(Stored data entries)
• • • • • • •
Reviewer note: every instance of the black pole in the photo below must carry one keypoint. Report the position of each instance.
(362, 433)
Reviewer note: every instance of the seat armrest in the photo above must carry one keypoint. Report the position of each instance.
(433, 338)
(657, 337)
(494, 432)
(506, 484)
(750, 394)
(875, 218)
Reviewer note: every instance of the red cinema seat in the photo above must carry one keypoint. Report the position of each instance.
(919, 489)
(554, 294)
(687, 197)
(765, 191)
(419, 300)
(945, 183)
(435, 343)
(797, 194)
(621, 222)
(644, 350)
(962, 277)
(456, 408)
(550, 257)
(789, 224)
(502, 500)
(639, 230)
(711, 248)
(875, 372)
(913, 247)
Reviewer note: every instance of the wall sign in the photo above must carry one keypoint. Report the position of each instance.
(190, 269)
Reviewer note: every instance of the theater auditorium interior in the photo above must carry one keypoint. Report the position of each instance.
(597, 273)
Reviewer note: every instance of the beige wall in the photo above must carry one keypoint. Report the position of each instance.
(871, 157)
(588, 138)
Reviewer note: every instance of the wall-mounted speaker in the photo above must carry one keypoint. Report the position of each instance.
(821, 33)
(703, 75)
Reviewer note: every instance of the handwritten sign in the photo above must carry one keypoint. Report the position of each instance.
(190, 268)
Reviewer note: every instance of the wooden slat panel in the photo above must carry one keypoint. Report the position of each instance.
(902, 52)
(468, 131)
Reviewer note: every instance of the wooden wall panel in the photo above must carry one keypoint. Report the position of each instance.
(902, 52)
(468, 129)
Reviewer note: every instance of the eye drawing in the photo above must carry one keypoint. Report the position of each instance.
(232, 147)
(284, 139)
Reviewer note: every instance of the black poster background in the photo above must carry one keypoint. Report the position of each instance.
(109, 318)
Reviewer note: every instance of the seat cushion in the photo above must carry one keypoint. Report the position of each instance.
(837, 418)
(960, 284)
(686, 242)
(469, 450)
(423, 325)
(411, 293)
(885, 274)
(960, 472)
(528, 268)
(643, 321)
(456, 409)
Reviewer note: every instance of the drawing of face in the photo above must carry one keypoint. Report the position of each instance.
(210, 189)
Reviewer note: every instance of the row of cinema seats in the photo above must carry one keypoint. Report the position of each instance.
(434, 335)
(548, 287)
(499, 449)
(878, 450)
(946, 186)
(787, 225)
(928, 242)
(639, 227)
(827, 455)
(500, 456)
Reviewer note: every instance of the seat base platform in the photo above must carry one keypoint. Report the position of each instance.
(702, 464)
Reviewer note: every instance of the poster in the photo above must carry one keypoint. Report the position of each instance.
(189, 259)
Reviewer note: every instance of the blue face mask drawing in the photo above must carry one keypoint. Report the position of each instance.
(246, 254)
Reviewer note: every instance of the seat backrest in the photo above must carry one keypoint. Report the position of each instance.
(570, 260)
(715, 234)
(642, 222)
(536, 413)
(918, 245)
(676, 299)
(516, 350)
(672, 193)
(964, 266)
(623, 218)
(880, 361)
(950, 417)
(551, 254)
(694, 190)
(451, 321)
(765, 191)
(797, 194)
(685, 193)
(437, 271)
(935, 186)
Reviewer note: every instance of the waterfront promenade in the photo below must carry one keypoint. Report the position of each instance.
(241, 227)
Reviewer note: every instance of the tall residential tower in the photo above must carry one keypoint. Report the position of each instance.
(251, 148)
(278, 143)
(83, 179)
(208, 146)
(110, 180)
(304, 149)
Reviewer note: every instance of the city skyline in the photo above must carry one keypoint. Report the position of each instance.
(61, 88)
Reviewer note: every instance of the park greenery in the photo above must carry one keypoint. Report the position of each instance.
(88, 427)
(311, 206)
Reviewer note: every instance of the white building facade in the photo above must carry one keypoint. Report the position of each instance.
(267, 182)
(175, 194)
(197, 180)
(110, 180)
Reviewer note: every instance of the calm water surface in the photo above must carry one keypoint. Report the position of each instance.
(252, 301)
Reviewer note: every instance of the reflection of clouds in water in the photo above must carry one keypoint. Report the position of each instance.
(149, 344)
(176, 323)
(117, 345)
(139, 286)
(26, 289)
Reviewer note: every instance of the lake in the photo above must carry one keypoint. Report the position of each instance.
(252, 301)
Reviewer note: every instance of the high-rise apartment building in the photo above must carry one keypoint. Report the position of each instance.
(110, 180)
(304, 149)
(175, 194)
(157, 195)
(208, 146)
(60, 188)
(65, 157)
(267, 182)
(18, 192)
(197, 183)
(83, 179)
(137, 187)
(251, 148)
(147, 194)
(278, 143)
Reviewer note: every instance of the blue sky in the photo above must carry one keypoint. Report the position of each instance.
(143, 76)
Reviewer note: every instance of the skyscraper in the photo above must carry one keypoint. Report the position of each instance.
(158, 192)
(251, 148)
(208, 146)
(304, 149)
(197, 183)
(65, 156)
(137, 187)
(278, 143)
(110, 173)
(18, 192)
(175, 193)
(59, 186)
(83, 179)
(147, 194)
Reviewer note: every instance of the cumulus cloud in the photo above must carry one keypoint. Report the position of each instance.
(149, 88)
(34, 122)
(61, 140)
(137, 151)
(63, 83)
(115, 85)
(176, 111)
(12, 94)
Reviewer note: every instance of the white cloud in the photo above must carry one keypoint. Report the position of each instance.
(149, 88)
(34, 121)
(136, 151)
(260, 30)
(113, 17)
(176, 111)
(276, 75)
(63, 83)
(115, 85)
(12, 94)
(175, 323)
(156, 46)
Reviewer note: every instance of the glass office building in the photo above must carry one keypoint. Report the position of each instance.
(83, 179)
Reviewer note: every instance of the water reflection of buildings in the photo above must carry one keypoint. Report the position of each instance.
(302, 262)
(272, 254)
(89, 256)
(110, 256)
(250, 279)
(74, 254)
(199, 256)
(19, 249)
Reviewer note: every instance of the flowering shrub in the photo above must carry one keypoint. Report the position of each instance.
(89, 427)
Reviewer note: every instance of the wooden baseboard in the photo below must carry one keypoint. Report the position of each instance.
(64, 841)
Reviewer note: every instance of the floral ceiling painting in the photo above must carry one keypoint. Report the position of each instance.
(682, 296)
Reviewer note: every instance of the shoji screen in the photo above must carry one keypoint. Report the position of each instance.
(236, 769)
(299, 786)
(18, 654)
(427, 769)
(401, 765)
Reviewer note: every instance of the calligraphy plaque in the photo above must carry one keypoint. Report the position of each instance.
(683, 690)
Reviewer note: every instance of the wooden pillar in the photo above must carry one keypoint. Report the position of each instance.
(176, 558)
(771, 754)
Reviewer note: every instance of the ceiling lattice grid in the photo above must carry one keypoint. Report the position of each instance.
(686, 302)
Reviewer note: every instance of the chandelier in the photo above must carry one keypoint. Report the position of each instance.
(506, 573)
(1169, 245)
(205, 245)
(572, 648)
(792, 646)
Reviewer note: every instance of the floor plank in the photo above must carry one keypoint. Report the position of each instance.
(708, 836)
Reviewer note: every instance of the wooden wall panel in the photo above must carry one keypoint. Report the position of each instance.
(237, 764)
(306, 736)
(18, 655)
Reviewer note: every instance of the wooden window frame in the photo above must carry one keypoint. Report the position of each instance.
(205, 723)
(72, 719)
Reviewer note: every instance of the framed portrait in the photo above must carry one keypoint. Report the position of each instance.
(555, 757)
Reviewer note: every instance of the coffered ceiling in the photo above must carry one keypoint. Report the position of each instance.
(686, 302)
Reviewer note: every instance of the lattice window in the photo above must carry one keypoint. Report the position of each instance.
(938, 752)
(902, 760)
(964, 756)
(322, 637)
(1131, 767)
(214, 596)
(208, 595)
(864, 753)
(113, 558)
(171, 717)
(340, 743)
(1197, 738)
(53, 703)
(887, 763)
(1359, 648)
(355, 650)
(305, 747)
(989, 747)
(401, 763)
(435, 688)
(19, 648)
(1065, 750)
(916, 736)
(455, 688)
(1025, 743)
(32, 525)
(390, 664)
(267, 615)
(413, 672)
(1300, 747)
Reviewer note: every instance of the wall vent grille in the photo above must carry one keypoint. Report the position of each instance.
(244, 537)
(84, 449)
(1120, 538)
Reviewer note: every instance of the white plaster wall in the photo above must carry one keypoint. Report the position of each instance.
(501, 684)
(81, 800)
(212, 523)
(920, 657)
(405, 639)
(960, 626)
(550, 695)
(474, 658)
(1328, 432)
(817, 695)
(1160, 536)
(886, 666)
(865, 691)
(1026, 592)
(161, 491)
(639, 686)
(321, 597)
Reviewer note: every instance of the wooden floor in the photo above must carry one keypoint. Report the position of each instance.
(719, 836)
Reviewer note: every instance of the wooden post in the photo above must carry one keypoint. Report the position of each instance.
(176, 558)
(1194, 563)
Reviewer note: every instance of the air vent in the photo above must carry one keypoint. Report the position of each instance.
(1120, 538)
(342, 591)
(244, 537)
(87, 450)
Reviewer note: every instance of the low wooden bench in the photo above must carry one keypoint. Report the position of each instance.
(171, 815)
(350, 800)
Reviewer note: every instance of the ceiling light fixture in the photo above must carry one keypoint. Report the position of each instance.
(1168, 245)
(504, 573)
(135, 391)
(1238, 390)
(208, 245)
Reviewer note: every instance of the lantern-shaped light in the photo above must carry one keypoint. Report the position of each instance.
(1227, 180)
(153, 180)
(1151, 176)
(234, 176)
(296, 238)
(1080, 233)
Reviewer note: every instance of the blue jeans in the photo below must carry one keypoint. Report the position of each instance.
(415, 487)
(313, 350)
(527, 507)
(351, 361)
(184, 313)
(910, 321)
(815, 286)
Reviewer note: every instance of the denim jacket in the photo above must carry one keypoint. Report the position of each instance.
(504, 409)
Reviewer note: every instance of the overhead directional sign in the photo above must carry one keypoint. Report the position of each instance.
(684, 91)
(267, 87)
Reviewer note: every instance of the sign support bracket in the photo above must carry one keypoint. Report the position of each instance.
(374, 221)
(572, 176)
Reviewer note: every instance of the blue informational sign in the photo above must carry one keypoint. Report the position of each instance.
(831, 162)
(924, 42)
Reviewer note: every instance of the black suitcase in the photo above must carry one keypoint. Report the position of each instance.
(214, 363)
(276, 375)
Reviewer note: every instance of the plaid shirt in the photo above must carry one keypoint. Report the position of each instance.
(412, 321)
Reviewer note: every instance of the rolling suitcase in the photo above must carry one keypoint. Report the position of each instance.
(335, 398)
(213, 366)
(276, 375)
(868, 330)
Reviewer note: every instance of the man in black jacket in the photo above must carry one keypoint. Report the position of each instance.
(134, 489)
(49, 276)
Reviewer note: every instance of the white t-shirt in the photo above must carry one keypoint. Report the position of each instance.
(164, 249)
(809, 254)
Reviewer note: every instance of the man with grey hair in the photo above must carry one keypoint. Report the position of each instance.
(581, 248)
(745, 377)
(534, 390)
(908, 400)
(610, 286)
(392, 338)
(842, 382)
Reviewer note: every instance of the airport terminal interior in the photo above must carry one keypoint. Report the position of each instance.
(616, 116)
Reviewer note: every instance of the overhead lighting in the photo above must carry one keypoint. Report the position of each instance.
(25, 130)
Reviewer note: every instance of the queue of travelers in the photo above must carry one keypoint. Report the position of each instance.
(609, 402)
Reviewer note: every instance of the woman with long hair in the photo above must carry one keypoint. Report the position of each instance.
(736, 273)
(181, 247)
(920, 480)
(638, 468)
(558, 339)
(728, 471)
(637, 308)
• • • • • • •
Begin with the line that contains "Reviewer note: every instance of the denim" and print each line exactly until the data ends, including the last line.

Reviewer note: every instance of the denim jacket in the photo above must carry one keypoint. Report the position of each instance.
(504, 409)
Reviewer note: every instance of the overhead directional sign in the photo above must carry one keypoint. Report the position of each instance.
(684, 91)
(267, 87)
Reviewer note: every instance of the sign support bracket in the photo above must carry one keypoint. Report the position of each instance.
(374, 221)
(572, 176)
Reviewer note: every instance of the blue informational sign in the photo above must carry one keypoint. Report the position of each instance.
(831, 162)
(924, 42)
Reviewer note: every instance of the black suitcase in the photo above must carry one keypoint. Report the position of each instance.
(214, 363)
(276, 375)
Reviewer note: every instance of the plaid shirt in the photo above must carry one keypoint. Report the position of each instance.
(412, 321)
Reviewer note: every instance of the rolling suitcase in the photo above must carry one keypoint. Report the position of each instance.
(335, 398)
(213, 366)
(276, 375)
(868, 330)
Reviewer note: every instance of the man in black jacket in the photo above must carry one keypoint. Report the position of each instance.
(134, 489)
(49, 276)
Reviewer note: every instance of the white t-shirt in the photo above must carry one keypoint. Report the position of each instance.
(164, 249)
(809, 254)
Reviewer note: every instance of the man with grey hair in the photo above must carry one keypoint. Report the position of each instance.
(581, 248)
(745, 377)
(534, 390)
(908, 400)
(610, 286)
(392, 338)
(842, 382)
Reviewer note: every instance of the airport terminal interior in the photo above must carry one keypoint. Report the position of each instance.
(616, 116)
Reviewer note: every instance of the overhead lighting in the photo above must carry one keypoint. Report the position of each instance.
(25, 130)
Reviewer note: every instance of the queue of travelers in the photo above must carry one keypoint. Report the position of each instance.
(609, 402)
Reviewer note: every instance of the woman with long hair in the photo above must carry one keypoint. Report the position of each instance.
(736, 273)
(181, 247)
(920, 480)
(638, 468)
(558, 339)
(728, 471)
(637, 308)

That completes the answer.